__Trecho apresentado__
● ● ●

A TV Brasil completa seus três primeiros meses de vida, com uma aprovação por parte da Câmara dos Deputados e novos desafios à frente no Senado Federal, mas já tendo algo de novidade democrática a apresentar na história antidemocrática da televisão bra

Lacunas, incoerências, limitações e insuficiências há. Mas, poderia haver condições para a construção de uma TV em ambiente de perfeição celestial quando estamos imersos numa sociedade violentamente contraditória e desigual, que sequer conseguiu por em prática plenamente uma Constituição que neste 2008 completa 20 anos?


 


Desde que o presidente Lula tomou para si a tarefa de criar algo novo e democrático em comunicação, enfrentando o verdadeiro partido político conservador nacional, a tirania vídeo-financeira, ouvimos muitos absurdos e incoerências — também muitos pleitos corretos, alguns desligados das possibilidades reais de um governo ainda prisioneiro de armadilhas neoliberais plantadas dentro e fora da base aliada.


 


Muitas destas incoerências e absurdos partiram do campo conservador, o que é esperado e previsível, mas outras vieram do espectro das forças progressistas. Por vezes, involuntariamente, se juntam, o que traz prejuízo para a democratização da comunicação.

● ● ●

Dê continuidade ao texto sobre a TV Brasil a partir do ponto em que ele termina. As linhas vêm de uma fonte diferente da do texto sobre a TV Brasil.

__Linhas fornecidas__
● ● ●

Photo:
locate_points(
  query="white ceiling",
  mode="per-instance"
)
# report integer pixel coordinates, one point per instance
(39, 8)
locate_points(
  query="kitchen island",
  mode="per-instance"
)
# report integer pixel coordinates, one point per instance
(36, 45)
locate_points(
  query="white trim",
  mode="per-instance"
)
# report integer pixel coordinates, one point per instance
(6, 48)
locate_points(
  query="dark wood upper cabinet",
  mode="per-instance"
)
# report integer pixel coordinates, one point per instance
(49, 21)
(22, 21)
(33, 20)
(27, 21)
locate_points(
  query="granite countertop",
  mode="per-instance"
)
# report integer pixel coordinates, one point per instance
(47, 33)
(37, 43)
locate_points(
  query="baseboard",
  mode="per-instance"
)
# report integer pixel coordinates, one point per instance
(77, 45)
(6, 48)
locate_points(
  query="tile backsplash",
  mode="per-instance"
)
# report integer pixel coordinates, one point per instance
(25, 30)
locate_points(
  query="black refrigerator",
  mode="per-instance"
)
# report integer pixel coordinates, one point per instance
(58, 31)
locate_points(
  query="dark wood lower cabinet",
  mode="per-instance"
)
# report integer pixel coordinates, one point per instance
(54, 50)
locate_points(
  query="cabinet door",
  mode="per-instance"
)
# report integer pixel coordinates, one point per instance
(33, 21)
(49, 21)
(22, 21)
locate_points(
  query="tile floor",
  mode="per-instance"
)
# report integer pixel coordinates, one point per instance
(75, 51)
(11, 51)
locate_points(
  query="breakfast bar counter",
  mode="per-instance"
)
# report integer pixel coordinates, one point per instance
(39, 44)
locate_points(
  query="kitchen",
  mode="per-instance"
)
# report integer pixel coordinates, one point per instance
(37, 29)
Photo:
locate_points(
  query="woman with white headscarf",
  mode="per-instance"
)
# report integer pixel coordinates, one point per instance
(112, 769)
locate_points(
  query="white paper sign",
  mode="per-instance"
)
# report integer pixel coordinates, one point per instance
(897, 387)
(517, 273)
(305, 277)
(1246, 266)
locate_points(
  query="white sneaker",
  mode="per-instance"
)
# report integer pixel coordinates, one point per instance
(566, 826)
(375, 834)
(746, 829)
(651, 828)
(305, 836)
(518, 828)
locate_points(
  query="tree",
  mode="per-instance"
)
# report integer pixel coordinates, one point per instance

● ● ●

__A resposta__
 


É bem verdade que o Brasil já poderia estar contando com uma TV sintonizada com a Constituição Cidadã desde meados de 2005 quando Lula assinou decreto-lei criando a Rede de TVs Institucionais, RTVIs, uma articulação nacional das várias emissoras do campo público, incluindo repetidoras e geradoras nos municípios, mas a proposta foi logo torpedeada pela Abert, zeladora do monopólio mercantil da TV aberta, e contando até mesmo com a condenação da própria Fenaj, que na época ainda questionava a legitimidade presidencial para tal empreitada através de decreto-lei.


 


O período era confuso para o governo e a proposta foi arquivada para surgir depois da reeleição de Lula, lastreada no Fórum Nacional de TVs Públicas, e com uma decisão redobrada de Lula para alcançar a mesma meta — uma TV nacional não prisioneira da lógica degradante e discriminatória do mercado — agora por meio de uma medida provisória, muito embora o argumento da vinculação à inauguração da TV digital — cuja urgência, forma e conteúdo revelam-se agora cada vez mais insustentáveis — não fosse o fundamental.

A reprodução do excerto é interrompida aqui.